Text block:

All clear now?

10 .02. 00

Briefest of Bleatage, just to inaugurate the month. Much to say and no time to say it in - the Book is due tomorrow, again. This is the layout version. I’ve designed all the chapters for the Gallery of Regrettable Food, and I think I can say without fear of contradiction that not one idea will be used. As is, that is. They’ll change them around. Fine. I wish the book was done, a fait accompli due on your stands tomorrow, but there are many more weeks and nights like this to come.

What amuses me is the inefficiencies that begin in about an hour. I’ll finish the book, and burn it on a CD. Which will then be put in the mail, physically dragged across the country, dumped into a sorting area in New York, hand-delivered to a building, dumped in another sorting area, then hand-delivered by someone to my editor’s desk. In a few years, I could transmit the entire file in a blip, but everybody isn’t there, yet.

Anyway. Everything’s a mess, as it always is at the end of a Book Period. Stacks of stuff stacked up on other stacks of stuff, stuff heaped in stuff-heaps, piles of stuff heaped next to stacks of boxes of horrible mudslide messes of stuff, the stuff being: DV cassettes, bottle tops, empty husks left from nicotine gum containers, sleeves of CDs long gone, software boxes, books, books, magazines, DV cassette labels, pens, cords, manuals from the new camera, a dozen empty plastic envelopes, postcards, a ream of photocopied ads from newspaper microfilm, bills - a few of which have such a serious, concerned tone I ought to call them Williams - and a clock on the desk, face down, which, when I upend it, reads -

yipe.

Back to work. Book #5: done. In the immortal words of Tony Curtis in “The Sweet Smell of Success” -

Cat’s in the bag. Bag’s in the river.

10 .03. 00
I think we got our first smile tonight. We’ve had smiles before, but they’re fleeing gas-related smiles, and as such are the most honest smiles one can possibly imagine. No socialization has interceded between GI tract and brain; relief on one end is instantly reflected on the other. But today she’s been grinning and grinning - half-smiles that flicker to life when her eyes clap on Mommy. They’re like little flames that don’t catch; the neurons are too damp. But tonight she just beamed, and I had the camera handy: got it. (Picture link below.)

You can tell it’s our first. From what I understand, people who have many kids take less and less pictures - number four, for example, gets a birth picture, a first day of kindergarten picture, and a college graduation picture. Gnat, of course, will be utterly, completely documented. Especially since I now have a camera I trust. The Fuji 4700, which was too cool to be true, finally busted for good. It fabulous pictures, and feels more stable and solid. But it looks like a camera. the Fuji 4700 looked like a Cigarette Case from the 24th century, and of course that was the problem. When I bought it in the first place and looked at that cool sliding lens cap, I heard the voice of my mother, speaking to the six-year-old in me: it looks fancy, but it’s just going to break.

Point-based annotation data

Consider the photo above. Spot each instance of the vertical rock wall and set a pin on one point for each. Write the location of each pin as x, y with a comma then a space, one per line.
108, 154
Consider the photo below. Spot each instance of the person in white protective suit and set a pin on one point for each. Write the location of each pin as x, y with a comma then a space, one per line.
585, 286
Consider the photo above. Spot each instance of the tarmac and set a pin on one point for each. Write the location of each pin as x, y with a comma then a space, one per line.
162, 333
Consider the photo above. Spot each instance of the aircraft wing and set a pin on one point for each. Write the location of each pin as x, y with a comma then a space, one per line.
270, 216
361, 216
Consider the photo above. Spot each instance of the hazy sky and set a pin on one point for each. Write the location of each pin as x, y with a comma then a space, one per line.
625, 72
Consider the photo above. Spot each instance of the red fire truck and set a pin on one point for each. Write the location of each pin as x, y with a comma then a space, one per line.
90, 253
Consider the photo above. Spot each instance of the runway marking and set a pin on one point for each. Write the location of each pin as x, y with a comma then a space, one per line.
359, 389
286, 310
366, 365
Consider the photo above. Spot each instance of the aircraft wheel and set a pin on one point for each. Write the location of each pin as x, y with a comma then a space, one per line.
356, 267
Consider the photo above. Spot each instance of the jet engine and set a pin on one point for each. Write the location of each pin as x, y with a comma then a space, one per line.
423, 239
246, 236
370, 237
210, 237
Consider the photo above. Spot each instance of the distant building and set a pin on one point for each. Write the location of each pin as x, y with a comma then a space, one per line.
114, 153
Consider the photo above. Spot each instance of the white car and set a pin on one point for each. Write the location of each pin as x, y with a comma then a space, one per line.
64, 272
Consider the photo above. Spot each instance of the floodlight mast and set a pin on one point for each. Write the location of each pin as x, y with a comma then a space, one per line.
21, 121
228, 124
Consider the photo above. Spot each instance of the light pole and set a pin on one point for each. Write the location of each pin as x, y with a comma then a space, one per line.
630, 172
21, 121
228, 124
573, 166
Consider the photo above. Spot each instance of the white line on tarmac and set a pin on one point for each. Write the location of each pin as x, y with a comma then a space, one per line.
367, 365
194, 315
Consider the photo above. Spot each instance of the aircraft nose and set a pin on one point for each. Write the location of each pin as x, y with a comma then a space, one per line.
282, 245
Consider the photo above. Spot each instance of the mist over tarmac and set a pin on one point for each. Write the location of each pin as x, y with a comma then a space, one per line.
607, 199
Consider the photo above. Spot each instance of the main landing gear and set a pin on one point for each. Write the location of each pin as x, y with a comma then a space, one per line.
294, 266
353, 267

Goals:
[1] Sum up the blog post in two sentences.
[2] In the blog post, what will the writer burn the finished book onto before mailing it?
[3] Pick up the blog post right after the last sentence shown and continue it.

Responses for each task:
[1] The writer is finishing the layout version of the book for the Gallery of Regrettable Food in a desk area buried in stacks of stuff, and ends the first entry by declaring Book #5 done. The next entry describes catching what seems to be the baby's first real smile on camera and explains that the fancy-looking Fuji 4700 finally broke, leaving the writer with a camera that feels more solid.

[2] A CD.

[3]
And Mom was right. I want to know that when I grab the camera to nail down a fleeting moment, it's going to work. Of course, if I was really serious, I'd hire a desperate, insomniac amphetamine-crazed sketch artist, who'd be always ready to capture the moment. They don't take much food, but they sweat a lot, and they smell.

Gorgeous weekend - spent the nights feverishly working on the book, trying to finish it by Sunday night. Which I did. Called my agent this morning to get the address so I could ship it to Random, and they said: we’ll overnight it! I said great, I’ll walk over and drop it off. (It’s about a 30 minute walk from my office downtown.) They said: We’ll send a courier!

O to live in such a world. Speed-dial the courier, issue instructions, and then move on to the next task: mission accomplished.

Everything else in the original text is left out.